Convert the listing, from its first line through the line containing "<point>13,228</point>", into a numbered list, leaving out any blank lines.
* * * * * * * * *
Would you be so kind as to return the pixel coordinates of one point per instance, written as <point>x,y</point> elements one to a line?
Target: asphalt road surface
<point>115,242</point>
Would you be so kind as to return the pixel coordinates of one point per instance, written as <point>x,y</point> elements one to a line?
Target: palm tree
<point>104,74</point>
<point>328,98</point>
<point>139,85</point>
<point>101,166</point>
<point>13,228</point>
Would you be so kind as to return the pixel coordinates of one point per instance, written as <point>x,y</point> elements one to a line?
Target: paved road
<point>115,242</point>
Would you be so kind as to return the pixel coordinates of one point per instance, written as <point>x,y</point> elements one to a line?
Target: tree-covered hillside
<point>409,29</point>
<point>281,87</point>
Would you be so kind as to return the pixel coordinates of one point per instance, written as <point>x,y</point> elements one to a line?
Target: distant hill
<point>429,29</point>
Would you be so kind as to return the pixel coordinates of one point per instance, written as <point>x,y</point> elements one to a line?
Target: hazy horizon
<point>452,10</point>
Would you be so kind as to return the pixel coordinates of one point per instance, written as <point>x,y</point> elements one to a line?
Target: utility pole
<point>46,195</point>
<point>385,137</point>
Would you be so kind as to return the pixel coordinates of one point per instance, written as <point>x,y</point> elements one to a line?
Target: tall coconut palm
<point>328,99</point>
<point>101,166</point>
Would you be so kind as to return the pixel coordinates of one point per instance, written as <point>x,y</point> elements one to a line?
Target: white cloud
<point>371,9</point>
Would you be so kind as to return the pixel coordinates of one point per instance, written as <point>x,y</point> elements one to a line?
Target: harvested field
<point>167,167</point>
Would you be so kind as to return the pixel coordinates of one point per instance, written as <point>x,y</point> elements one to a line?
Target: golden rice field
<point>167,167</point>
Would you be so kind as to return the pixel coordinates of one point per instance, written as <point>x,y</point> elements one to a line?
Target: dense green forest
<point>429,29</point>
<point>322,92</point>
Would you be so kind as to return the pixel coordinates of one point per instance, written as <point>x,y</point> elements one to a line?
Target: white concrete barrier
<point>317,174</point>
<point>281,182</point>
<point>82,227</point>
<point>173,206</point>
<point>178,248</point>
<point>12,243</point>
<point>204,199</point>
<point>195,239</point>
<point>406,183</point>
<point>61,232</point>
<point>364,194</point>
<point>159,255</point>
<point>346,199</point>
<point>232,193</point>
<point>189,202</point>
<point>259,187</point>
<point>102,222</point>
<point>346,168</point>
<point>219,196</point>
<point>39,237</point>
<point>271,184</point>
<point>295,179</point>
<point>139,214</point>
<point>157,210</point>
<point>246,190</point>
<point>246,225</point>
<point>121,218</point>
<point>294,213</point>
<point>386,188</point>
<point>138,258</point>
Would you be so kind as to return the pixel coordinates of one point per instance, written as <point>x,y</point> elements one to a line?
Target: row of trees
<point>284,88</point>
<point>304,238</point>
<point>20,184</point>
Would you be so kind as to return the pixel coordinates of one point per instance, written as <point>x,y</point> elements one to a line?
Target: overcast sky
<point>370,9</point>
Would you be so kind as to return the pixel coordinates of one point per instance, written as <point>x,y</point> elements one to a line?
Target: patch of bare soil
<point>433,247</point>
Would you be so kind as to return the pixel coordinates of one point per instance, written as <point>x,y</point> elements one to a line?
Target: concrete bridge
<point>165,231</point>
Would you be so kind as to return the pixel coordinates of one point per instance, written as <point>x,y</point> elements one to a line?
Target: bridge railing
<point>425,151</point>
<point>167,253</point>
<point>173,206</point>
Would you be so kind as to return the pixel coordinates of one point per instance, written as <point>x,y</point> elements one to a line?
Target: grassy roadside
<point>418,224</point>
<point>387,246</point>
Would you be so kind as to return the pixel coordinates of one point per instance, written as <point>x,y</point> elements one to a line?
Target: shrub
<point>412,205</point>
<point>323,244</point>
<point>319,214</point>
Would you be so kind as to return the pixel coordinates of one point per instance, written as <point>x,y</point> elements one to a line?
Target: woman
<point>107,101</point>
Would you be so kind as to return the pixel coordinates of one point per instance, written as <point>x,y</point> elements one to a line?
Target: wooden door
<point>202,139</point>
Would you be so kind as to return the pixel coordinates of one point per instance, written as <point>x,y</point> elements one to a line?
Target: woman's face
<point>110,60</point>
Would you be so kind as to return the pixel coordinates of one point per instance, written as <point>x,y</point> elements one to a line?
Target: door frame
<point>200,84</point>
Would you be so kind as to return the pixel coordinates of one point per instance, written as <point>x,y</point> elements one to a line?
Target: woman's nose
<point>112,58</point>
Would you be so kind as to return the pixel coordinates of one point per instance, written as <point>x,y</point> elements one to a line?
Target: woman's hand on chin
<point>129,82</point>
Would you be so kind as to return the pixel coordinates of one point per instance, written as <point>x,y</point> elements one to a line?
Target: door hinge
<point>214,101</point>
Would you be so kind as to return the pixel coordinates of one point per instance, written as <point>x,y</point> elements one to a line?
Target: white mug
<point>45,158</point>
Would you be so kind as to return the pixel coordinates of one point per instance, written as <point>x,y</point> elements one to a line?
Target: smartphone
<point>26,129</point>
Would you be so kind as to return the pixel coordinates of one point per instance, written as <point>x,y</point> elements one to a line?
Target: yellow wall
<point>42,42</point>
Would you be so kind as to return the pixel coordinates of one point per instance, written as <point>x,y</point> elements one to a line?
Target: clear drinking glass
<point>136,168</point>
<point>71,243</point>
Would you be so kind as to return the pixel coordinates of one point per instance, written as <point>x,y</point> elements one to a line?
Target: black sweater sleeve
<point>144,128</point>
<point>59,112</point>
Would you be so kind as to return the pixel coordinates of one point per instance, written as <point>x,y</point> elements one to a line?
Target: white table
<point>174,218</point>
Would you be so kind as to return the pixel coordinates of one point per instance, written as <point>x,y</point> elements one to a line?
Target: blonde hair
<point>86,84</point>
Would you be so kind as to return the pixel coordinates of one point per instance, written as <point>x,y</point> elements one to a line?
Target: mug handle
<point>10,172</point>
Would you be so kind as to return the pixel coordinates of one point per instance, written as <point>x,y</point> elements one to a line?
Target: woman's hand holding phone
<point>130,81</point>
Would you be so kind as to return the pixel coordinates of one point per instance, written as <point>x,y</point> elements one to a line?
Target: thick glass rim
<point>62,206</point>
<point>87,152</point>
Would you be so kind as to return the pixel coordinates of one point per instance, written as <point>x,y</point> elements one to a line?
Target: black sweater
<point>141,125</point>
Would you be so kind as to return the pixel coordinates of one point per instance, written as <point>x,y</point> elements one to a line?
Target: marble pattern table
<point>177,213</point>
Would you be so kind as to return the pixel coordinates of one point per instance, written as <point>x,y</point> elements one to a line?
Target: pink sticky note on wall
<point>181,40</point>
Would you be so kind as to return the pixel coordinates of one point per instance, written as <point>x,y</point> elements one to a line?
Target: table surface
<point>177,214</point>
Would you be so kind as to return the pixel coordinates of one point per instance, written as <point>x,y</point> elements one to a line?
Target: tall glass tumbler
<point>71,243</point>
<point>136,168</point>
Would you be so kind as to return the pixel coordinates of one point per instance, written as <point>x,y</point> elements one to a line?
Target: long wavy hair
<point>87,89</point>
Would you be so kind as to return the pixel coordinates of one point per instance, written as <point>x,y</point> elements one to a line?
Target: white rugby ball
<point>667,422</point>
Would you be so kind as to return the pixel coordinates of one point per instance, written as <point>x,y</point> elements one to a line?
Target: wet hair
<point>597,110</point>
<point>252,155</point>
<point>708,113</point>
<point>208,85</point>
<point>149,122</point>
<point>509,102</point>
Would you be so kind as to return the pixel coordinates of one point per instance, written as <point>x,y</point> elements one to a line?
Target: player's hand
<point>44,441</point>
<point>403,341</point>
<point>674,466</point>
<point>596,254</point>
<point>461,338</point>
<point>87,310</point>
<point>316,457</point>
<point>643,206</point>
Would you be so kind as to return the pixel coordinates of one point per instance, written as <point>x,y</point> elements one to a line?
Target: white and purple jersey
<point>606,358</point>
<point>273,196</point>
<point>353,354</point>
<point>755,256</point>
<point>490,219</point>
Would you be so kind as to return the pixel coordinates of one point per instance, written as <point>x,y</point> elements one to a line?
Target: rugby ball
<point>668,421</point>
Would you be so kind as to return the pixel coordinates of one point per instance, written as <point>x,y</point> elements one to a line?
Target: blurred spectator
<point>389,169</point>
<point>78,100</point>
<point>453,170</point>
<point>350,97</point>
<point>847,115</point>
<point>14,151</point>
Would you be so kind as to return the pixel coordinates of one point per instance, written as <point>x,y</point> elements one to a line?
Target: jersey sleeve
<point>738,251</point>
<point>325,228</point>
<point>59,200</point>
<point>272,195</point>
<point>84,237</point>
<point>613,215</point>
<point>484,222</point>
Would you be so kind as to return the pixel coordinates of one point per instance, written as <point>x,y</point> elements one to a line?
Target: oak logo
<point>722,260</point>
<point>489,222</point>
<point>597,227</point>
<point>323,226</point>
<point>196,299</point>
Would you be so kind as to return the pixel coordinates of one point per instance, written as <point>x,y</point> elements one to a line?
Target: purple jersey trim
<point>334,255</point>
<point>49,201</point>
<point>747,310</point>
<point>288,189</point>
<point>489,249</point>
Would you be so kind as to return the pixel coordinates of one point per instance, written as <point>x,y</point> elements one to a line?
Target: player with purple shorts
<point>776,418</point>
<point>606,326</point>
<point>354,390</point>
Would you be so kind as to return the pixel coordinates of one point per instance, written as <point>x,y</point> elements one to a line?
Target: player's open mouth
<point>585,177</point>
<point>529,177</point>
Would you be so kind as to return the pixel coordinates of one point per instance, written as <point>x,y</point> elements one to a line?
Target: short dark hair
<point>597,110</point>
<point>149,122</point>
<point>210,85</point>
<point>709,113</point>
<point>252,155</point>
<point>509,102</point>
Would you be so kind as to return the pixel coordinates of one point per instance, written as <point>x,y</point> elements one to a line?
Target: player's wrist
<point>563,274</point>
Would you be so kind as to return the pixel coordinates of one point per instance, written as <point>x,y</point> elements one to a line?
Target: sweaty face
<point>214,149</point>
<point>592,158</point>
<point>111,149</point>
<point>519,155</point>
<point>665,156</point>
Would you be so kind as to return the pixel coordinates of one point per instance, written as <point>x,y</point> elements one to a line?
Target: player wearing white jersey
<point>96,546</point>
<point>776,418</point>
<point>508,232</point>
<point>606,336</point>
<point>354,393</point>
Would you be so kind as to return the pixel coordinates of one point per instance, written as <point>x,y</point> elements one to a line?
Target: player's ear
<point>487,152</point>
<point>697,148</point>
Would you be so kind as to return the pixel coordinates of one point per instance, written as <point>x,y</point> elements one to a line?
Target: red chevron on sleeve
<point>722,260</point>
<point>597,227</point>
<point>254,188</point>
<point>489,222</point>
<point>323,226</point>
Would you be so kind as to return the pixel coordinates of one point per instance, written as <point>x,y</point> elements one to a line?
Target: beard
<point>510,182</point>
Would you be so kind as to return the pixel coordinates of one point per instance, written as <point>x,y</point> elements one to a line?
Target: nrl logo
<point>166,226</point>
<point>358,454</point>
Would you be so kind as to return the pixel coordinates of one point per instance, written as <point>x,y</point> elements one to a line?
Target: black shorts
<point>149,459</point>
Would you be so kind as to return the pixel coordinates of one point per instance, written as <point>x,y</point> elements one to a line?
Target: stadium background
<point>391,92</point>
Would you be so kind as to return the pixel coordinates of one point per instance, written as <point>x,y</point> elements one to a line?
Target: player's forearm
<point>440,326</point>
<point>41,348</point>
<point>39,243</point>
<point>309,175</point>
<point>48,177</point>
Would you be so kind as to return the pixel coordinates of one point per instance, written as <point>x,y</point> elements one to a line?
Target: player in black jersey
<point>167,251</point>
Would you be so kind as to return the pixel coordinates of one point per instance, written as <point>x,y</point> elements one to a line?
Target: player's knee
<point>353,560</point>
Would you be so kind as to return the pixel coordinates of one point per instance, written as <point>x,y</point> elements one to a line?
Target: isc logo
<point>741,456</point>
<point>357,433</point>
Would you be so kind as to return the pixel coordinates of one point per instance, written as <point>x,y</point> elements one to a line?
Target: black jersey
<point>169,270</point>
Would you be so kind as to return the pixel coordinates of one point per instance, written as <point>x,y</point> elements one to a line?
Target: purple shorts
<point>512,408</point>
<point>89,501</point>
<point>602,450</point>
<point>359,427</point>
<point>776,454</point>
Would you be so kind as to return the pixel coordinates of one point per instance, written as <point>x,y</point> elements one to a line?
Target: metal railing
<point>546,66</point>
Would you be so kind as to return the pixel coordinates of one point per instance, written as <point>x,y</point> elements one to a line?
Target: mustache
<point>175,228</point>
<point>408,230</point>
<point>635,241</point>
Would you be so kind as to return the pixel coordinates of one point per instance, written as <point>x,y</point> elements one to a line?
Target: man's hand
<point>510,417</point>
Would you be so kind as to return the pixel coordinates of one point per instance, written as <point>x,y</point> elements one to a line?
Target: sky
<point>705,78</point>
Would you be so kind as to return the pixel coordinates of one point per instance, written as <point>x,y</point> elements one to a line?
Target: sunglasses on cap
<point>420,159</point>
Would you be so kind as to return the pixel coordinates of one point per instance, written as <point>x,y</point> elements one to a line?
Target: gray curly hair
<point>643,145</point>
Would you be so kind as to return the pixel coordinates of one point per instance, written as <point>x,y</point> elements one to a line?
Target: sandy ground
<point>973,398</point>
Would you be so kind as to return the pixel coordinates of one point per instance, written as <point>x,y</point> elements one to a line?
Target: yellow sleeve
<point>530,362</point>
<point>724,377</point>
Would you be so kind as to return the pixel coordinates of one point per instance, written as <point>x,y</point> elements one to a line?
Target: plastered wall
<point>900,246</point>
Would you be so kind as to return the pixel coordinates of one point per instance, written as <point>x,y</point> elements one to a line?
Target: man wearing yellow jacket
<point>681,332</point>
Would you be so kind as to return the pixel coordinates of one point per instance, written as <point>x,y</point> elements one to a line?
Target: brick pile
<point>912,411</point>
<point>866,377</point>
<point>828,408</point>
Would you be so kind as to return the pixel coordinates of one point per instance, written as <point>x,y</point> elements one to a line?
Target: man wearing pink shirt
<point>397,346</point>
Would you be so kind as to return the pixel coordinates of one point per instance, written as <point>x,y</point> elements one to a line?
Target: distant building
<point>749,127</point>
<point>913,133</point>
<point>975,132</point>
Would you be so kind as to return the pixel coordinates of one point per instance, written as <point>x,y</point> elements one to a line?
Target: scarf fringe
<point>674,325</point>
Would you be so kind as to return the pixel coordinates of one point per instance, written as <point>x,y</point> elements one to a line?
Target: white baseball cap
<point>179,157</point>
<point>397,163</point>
* * * * * * * * *
OUTPUT FOR THIS EXERCISE:
1. Would you be so kind as to return the pixel coordinates of one point per instance, written as <point>x,y</point> elements one to a line?
2. Target: asphalt road surface
3. <point>115,242</point>
4. Would you be so kind as to return the pixel coordinates of one point per instance, written as <point>x,y</point> elements one to a line?
5. Target: palm tree
6. <point>104,74</point>
7. <point>328,98</point>
8. <point>139,85</point>
9. <point>101,166</point>
10. <point>13,228</point>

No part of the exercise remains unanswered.